(Beginning of Input records)
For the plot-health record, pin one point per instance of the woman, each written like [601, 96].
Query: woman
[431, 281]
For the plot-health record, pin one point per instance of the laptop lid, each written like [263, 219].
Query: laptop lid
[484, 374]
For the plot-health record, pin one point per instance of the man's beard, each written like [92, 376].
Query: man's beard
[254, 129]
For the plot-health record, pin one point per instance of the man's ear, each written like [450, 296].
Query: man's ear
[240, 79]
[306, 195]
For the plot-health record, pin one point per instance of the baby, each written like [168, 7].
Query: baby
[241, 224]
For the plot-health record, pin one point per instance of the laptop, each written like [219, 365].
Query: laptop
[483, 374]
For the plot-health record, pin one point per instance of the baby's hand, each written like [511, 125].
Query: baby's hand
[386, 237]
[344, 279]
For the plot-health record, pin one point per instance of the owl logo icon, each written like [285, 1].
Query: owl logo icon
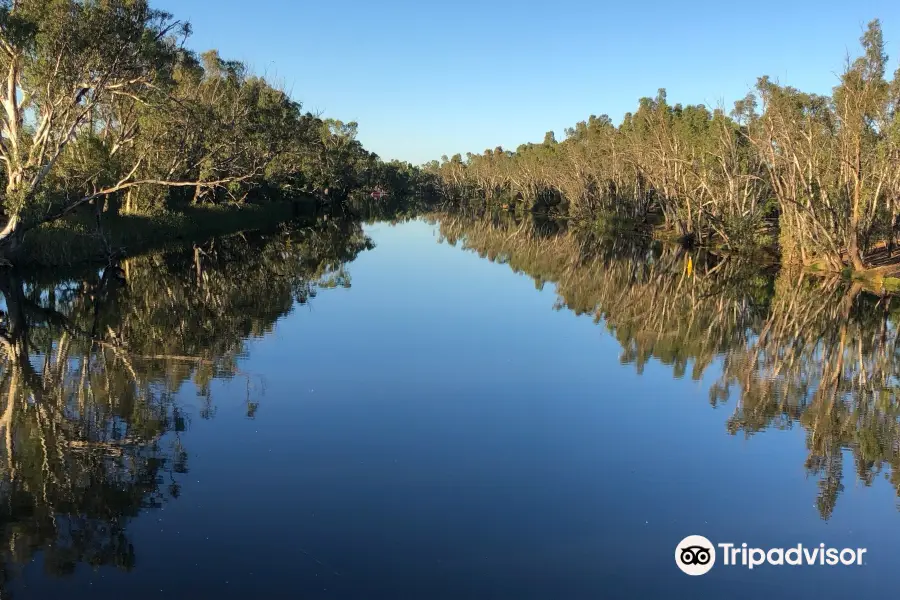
[695, 555]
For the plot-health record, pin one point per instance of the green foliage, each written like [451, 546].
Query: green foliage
[819, 175]
[110, 109]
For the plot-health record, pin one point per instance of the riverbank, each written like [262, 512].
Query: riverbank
[76, 240]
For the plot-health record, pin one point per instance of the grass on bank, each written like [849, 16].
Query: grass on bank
[76, 240]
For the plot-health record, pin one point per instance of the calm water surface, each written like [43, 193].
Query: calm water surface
[410, 411]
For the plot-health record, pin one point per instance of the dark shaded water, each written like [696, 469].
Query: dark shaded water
[302, 414]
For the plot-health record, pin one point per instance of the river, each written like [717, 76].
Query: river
[441, 407]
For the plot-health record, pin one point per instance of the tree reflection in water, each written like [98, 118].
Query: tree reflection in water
[91, 368]
[790, 349]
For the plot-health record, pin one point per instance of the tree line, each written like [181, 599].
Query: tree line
[793, 350]
[818, 176]
[102, 105]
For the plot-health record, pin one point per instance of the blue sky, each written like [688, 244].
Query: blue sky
[430, 78]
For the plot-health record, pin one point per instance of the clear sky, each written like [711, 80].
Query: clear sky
[429, 78]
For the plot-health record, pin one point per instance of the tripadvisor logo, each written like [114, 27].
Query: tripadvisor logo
[696, 555]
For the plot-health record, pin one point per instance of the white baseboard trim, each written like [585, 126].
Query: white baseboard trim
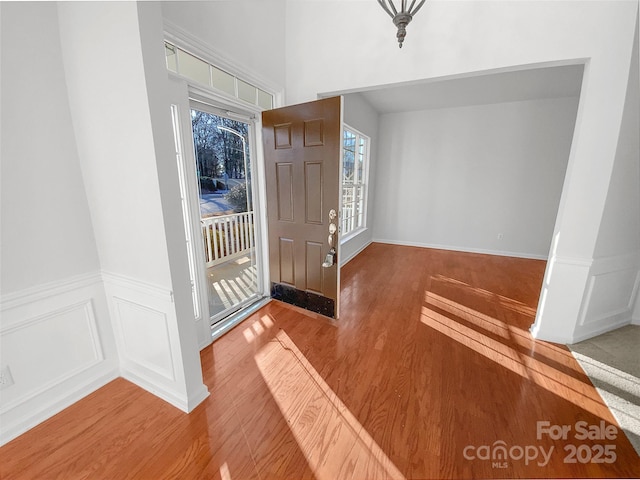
[186, 403]
[14, 427]
[148, 337]
[355, 254]
[530, 256]
[58, 342]
[600, 330]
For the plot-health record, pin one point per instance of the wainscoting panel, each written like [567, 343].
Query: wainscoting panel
[148, 340]
[145, 337]
[57, 342]
[611, 295]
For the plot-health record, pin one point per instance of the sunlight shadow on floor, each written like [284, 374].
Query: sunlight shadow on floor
[334, 443]
[527, 367]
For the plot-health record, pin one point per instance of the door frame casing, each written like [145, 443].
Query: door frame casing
[187, 94]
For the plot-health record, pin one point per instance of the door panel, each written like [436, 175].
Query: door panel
[302, 148]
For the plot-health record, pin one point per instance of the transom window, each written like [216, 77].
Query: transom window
[354, 177]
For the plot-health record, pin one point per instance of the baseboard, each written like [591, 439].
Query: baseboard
[58, 343]
[151, 351]
[355, 254]
[530, 256]
[610, 295]
[186, 403]
[14, 426]
[599, 331]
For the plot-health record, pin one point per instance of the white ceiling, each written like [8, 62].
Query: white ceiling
[538, 83]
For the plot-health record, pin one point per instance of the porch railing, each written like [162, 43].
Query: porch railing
[227, 237]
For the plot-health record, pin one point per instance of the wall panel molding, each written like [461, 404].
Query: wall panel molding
[57, 340]
[610, 296]
[146, 333]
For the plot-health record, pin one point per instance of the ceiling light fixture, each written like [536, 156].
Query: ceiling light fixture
[401, 18]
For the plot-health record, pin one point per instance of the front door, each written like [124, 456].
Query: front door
[302, 148]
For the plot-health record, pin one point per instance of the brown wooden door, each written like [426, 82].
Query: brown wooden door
[302, 147]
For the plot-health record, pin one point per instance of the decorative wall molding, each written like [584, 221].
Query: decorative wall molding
[610, 295]
[40, 292]
[146, 333]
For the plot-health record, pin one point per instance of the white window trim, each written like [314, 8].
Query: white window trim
[345, 237]
[191, 44]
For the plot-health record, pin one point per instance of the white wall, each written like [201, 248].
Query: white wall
[458, 38]
[113, 57]
[614, 275]
[47, 233]
[360, 115]
[456, 178]
[55, 333]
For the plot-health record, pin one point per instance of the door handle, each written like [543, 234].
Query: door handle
[332, 256]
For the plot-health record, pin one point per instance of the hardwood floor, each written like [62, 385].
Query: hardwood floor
[428, 370]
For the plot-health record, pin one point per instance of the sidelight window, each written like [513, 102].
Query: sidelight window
[354, 177]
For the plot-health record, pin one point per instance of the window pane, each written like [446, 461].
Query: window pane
[170, 53]
[265, 100]
[246, 92]
[193, 67]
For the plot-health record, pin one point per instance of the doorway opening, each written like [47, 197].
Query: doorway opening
[223, 160]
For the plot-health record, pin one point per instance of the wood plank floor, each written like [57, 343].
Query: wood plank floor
[428, 371]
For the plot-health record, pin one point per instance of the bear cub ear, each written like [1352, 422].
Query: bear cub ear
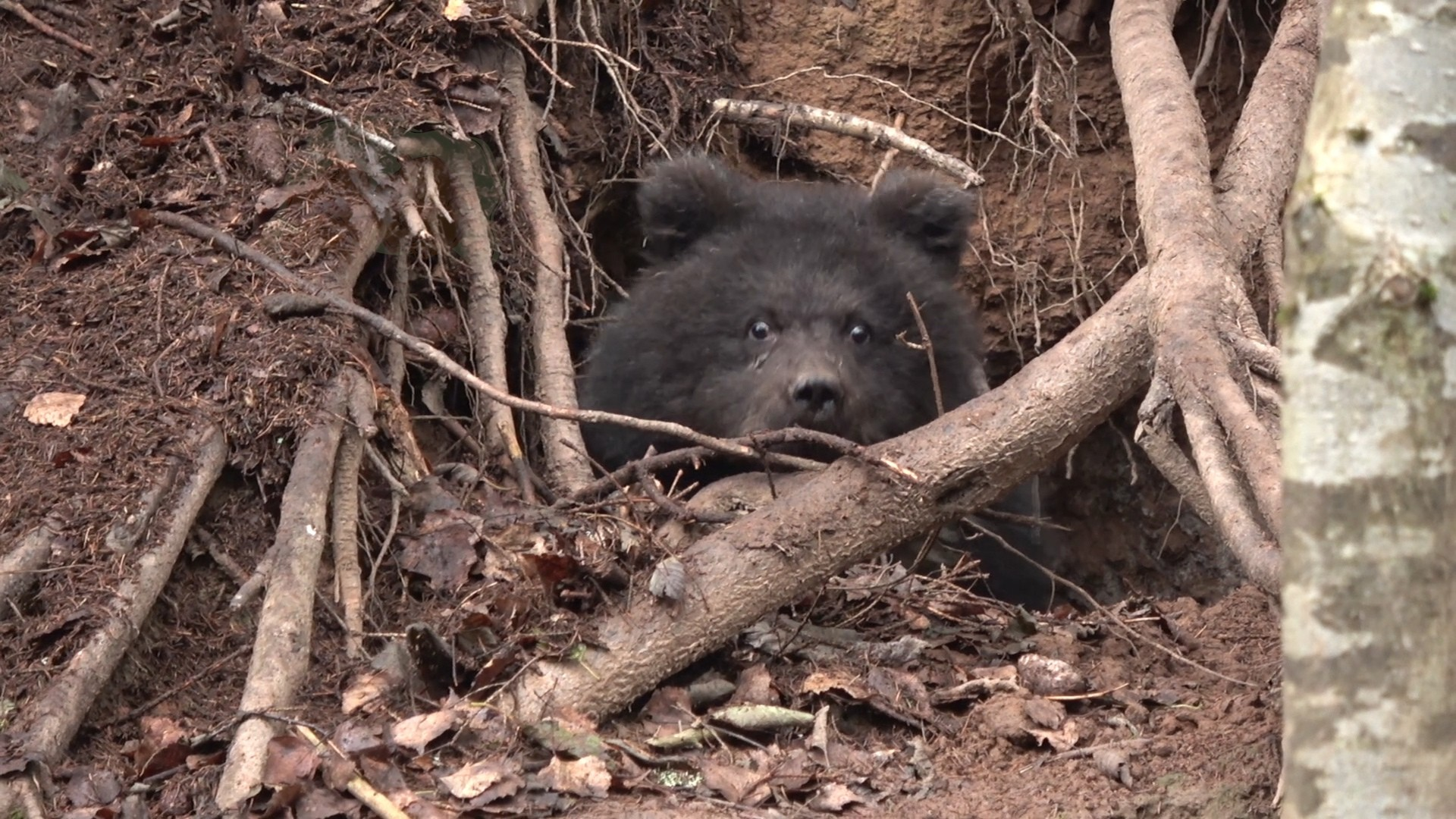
[930, 213]
[686, 199]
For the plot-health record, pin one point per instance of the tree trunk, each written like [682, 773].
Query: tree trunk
[1370, 426]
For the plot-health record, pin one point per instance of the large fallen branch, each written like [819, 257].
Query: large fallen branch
[849, 512]
[284, 627]
[1197, 293]
[852, 512]
[566, 466]
[50, 722]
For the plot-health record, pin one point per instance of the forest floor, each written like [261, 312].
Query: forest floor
[919, 698]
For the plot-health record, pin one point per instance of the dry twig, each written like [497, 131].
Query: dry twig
[877, 133]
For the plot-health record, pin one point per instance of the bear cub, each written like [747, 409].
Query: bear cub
[770, 305]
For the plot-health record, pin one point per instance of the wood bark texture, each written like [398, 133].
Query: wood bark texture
[1370, 425]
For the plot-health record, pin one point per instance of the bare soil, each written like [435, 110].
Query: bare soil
[922, 710]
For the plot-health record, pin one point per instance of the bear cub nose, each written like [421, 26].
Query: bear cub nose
[817, 392]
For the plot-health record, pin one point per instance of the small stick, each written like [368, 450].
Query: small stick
[890, 156]
[929, 353]
[435, 356]
[848, 124]
[46, 28]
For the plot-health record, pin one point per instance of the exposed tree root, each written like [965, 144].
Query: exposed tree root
[50, 720]
[785, 114]
[1199, 299]
[566, 466]
[485, 312]
[346, 510]
[430, 353]
[281, 649]
[20, 563]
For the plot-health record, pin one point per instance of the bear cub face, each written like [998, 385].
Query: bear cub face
[770, 305]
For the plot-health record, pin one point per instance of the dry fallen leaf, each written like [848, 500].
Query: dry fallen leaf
[55, 409]
[582, 777]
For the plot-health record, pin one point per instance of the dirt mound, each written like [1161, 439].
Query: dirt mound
[884, 694]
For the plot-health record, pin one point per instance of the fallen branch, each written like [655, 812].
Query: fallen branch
[46, 28]
[846, 124]
[1199, 297]
[849, 513]
[346, 515]
[50, 722]
[566, 468]
[284, 626]
[843, 515]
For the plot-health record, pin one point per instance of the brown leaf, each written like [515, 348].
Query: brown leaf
[582, 777]
[290, 760]
[833, 798]
[444, 556]
[476, 779]
[322, 803]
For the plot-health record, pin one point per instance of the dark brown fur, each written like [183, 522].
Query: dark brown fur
[770, 305]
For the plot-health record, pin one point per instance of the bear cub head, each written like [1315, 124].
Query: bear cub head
[770, 305]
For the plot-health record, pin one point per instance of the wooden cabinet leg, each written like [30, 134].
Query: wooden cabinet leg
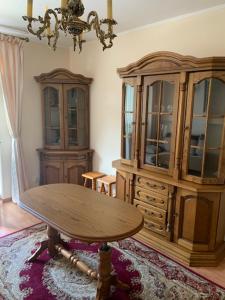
[104, 272]
[53, 239]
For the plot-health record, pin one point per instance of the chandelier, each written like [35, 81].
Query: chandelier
[67, 19]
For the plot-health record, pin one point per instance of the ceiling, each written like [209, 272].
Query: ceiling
[129, 14]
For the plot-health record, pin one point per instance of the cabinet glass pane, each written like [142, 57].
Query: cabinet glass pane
[195, 161]
[165, 127]
[163, 155]
[129, 98]
[127, 146]
[212, 163]
[201, 92]
[167, 97]
[151, 153]
[217, 106]
[128, 118]
[152, 126]
[159, 123]
[128, 126]
[77, 117]
[198, 132]
[214, 133]
[154, 93]
[207, 128]
[52, 136]
[52, 116]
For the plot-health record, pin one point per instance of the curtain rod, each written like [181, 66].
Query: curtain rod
[19, 37]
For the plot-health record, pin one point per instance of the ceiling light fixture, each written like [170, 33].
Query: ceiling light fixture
[67, 19]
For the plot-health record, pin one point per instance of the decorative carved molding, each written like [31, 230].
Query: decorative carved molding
[62, 76]
[166, 62]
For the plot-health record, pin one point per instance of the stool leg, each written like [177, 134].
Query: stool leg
[94, 184]
[110, 190]
[102, 190]
[85, 182]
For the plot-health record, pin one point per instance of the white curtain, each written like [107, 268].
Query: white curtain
[11, 71]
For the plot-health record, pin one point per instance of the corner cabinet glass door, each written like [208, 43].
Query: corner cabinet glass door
[52, 98]
[128, 120]
[159, 119]
[204, 136]
[76, 111]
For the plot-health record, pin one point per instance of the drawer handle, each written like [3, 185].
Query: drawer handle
[155, 186]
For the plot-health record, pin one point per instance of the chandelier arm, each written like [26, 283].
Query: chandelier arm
[45, 21]
[93, 21]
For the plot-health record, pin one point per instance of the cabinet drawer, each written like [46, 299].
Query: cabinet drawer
[152, 185]
[150, 212]
[158, 228]
[151, 198]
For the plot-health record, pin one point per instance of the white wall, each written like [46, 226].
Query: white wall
[199, 35]
[38, 59]
[5, 154]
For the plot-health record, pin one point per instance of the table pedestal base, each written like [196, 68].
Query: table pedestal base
[54, 244]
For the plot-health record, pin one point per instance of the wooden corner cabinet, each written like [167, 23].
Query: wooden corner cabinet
[65, 106]
[172, 165]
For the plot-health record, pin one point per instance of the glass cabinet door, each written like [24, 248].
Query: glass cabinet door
[128, 120]
[52, 119]
[76, 112]
[158, 122]
[205, 134]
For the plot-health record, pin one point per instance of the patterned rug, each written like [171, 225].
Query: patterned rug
[150, 275]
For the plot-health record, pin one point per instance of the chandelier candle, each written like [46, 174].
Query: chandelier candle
[64, 3]
[67, 18]
[29, 8]
[109, 9]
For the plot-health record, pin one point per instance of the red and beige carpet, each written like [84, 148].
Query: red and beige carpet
[150, 275]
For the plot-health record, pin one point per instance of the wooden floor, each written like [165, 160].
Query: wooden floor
[12, 219]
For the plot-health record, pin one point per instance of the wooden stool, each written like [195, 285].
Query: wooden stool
[107, 181]
[93, 176]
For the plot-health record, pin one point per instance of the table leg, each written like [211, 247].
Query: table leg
(End of Input records)
Output exactly, and only, the lines of the entries above from the one with "Query: tripadvisor logo" up to and including the one with "like [567, 343]."; pictures are to be left out.

▶ **Task answer**
Query: tripadvisor logo
[696, 555]
For the plot-health record, pin one point per instance of the white baseboard trim, each written like [585, 126].
Query: white baseboard trim
[186, 403]
[14, 427]
[148, 337]
[355, 254]
[530, 256]
[58, 342]
[600, 330]
For the plot-health record, pin one point per instance of the wainscoting panel, each written like [567, 343].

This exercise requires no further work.